### ИСХОДНЫЙ ОТРЫВОК
※
Вопрос: Вы хотите сказать, что тексты обэриутов активно сопротивляются филологическому освоению и даже противостоят ему? Но какой поэтический текст не хочет сохранить свою тайну и тем самым уберечь себя от однозначной интерпретации?

В. П.: Я бы сказал так: тексты обэриутов потому и выглядят такими «бессмысленными», что не содержат в себе никакой тайны, т. е. скрытого смысла, они бессмысленны в принципе. Их сила как раз и заключается в том, что они нам показывают со всей ясностью линию демаркации между чтением и пониманием. Я не могу сказать, когда я читал какой-либо литературный текст филологически. Вероятно, мы читаем тексты потому, что они нам нравятся, что мы получаем удовольствие от их чтения, и даже наслаждение. Удовольствие — очень личное переживание, его не с кем разделить и его невозможно навязать. Я бы осмелился предположить, что у литературного текста есть две области существования: к одной я отношу его пребывание во времени настоящего (и это есть время чтения как удовольствия); к другой — пребывание во времени прошлого. Филологический комментарий почти всегда апеллирует к тому историческому удовольствию или неудовольствию, что могло состояться только в прошлом времени текста, достоверно лишь прошедшее удовольствие, невозобновляемое, — пепел давней радости. Исследуется «пепел», а не «радость». Литературное произведение реально существует лишь в своем «настоящем», оно всегда становится и никогда не является ставшим. Это значит также и то, что произведение существует лишь в мгновения чтения. Все же другие случаи его существования можно объявить нереальными, ибо ставшее произведение не может быть читаемо.
※
### ИСХОДНЫЕ ДАННЫЕ
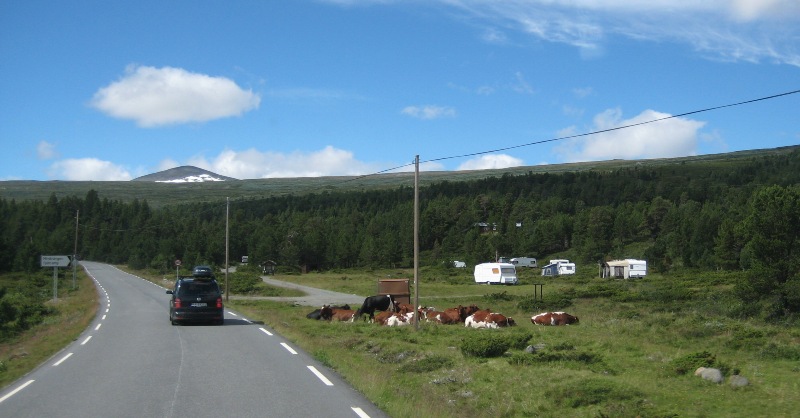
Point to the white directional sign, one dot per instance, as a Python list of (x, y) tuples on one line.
[(55, 260)]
※
### ЗАДАНИЕ
В чем, согласно отрывку об обэриутах, заключается сила их текстов?

### РЕШЕНИЕ ЗАДАЧИ
Они со всей ясностью показывают линию демаркации между чтением и пониманием.